Actions to take:
- 1) In the green market interview, reproduce the passage starting with "Do you think" and going on through "personally have had?", switching "leadership" to "management".
- 2) For each statement below, say yes or no to whether the green market interview supports it, quoting the deciding words: (a) the market was intended to create community wealth; (b) Mr Farley brings mangoes to the Green Market; (c) the market has been profitable only from a traditional economic stance.

Mr Farley brings sweet potatoes, melon, guavas and sea moss to the Green Market. - Pat Ganase

There was also a generational shift: our original vendors got older; some moved on, like Astrida, Crystal, Raffique, to their own businesses and occasional or bigger markets. We appreciate those who come with their children and grandchildren, like Roderick and Ms Pansy.

How would you describe the green market as your concept?

I always have thought of the market as a social enterprise. It was intended to create community wealth by improving growing practices thus offering better food and therefore better health. I certainly am personally encouraged that research now supports the links between nutrition and mental and physical health.

Was the green market profitable?

It was and it is very important that the market’s income sustain its operations.

Until recently, it has been profitable from both a traditional economic stance and from the social and environmental impact perspective.

Do you think that experiments like the green market have a life span?

I think experiments like this demonstrate possibilities and must be encouraged.

And maybe with better structured leadership and governance the green market could have morphed into another kind of enterprise, something which is still possible but without me.

Wendell Mottley, left, takes a break with Brandon and Daniel. - Pat Ganase

What are some of the biggest lessons you personally have had?

The challenge of communication is ever-present and all-pervasive across culture, class, education and millions of other identity-defining nodes.

I think of plucking chickens on an upturned bucket with Jab and him asking, is life better in America than Trinidad?

I think of Miss Pansy talking about water levels and empty water tanks while I talk about climate change almost as an abstraction, and that was after Jackie Hinkson’s Edible Talk showing changes in the landscape as he repeated drawings and paintings of the same place over years.

Given records:
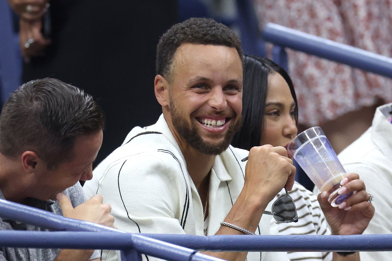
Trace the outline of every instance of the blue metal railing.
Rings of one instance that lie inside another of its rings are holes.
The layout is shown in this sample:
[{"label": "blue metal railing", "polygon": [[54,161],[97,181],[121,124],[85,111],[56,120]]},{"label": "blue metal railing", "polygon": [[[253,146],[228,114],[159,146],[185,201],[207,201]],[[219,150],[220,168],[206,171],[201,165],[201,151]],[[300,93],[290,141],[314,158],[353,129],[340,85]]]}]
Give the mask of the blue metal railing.
[{"label": "blue metal railing", "polygon": [[[172,247],[173,245],[178,245]],[[0,246],[70,249],[134,249],[167,259],[196,251],[345,252],[392,250],[392,234],[351,236],[220,235],[136,234],[115,232],[0,231]],[[192,250],[191,249],[192,248]],[[169,249],[162,254],[162,249]],[[152,250],[151,250],[152,249]],[[154,251],[154,250],[157,251]],[[208,257],[207,257],[208,258]],[[207,260],[205,259],[205,260]]]},{"label": "blue metal railing", "polygon": [[[264,27],[262,36],[281,48],[289,47],[392,78],[392,58],[389,57],[270,23]],[[281,54],[279,51],[277,53]],[[279,61],[275,62],[280,64]]]},{"label": "blue metal railing", "polygon": [[[144,254],[178,261],[221,259],[196,251],[374,251],[392,250],[392,234],[352,236],[214,236],[131,234],[0,199],[0,216],[60,232],[0,231],[0,246],[122,250],[126,260]],[[293,242],[295,242],[295,244]]]}]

Set of answers:
- 1)
Do you think that experiments like the green market have a life span?

I think experiments like this demonstrate possibilities and must be encouraged.

And maybe with better structured management and governance the green market could have morphed into another kind of enterprise, something which is still possible but without me.

Wendell Mottley, left, takes a break with Brandon and Daniel. - Pat Ganase

What are some of the biggest lessons you personally have had?

- 2)
(a) Yes: "It was intended to create community wealth by improving growing practices"
(b) No: "Mr Farley brings sweet potatoes, melon, guavas and sea moss to the Green Market."
(c) No: "it has been profitable from both a traditional economic stance and from the social and environmental impact perspective."